• INPUT ROWS:

========================

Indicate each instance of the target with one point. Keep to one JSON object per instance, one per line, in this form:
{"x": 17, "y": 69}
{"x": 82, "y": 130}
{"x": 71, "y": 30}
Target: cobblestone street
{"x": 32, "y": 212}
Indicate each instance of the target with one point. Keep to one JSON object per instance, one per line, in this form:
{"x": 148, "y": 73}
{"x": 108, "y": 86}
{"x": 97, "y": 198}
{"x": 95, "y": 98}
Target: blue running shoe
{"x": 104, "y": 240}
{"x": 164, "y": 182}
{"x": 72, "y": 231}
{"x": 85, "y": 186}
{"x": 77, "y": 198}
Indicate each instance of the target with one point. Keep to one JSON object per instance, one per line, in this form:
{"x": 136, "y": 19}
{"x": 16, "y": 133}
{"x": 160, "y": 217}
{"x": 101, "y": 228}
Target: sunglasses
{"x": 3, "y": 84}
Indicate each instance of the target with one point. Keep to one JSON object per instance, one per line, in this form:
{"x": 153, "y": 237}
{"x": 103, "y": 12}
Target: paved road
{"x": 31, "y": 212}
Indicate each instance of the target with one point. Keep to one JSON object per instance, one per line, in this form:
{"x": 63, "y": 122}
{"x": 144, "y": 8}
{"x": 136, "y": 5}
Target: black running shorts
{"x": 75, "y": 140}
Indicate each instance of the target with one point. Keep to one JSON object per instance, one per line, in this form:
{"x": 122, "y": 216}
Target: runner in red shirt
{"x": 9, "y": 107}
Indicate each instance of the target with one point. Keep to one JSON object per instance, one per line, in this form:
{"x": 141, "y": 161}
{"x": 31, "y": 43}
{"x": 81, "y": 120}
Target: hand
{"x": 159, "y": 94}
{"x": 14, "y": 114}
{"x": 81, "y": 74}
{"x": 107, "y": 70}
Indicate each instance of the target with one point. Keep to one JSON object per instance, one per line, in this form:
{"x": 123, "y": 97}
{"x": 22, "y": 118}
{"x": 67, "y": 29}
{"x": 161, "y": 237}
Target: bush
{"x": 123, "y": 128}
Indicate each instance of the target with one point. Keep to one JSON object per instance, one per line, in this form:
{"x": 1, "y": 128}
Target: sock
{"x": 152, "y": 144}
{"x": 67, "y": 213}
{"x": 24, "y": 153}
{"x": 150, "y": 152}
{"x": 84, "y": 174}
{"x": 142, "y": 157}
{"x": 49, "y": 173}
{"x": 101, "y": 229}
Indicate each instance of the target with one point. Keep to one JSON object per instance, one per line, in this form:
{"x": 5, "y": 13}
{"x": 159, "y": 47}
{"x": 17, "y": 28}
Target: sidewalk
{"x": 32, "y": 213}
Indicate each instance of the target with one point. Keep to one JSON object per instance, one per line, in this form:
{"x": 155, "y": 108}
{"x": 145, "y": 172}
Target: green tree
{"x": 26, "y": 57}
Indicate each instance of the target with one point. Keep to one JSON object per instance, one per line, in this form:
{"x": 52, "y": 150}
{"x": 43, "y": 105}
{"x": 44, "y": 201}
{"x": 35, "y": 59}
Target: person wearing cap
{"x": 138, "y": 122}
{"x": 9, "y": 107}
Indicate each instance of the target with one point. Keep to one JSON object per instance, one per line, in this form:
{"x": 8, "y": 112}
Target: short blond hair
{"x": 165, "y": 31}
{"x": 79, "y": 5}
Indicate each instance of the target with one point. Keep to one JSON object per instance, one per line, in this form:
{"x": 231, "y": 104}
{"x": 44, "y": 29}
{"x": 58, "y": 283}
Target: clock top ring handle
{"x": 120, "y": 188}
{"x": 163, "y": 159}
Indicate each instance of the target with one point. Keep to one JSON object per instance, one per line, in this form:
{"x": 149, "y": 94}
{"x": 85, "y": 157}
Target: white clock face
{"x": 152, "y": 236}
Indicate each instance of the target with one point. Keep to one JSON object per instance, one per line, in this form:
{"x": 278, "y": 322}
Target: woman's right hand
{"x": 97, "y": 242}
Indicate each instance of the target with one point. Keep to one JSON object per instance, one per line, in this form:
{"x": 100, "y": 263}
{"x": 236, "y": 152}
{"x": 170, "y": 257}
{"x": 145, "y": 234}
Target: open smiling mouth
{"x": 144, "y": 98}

========================

• PROBLEM TO WORK ON:
Show each line of the listing above that contains the word "running".

• ANSWER TO THIS TASK:
Target: blue running shoe
Target: black running shorts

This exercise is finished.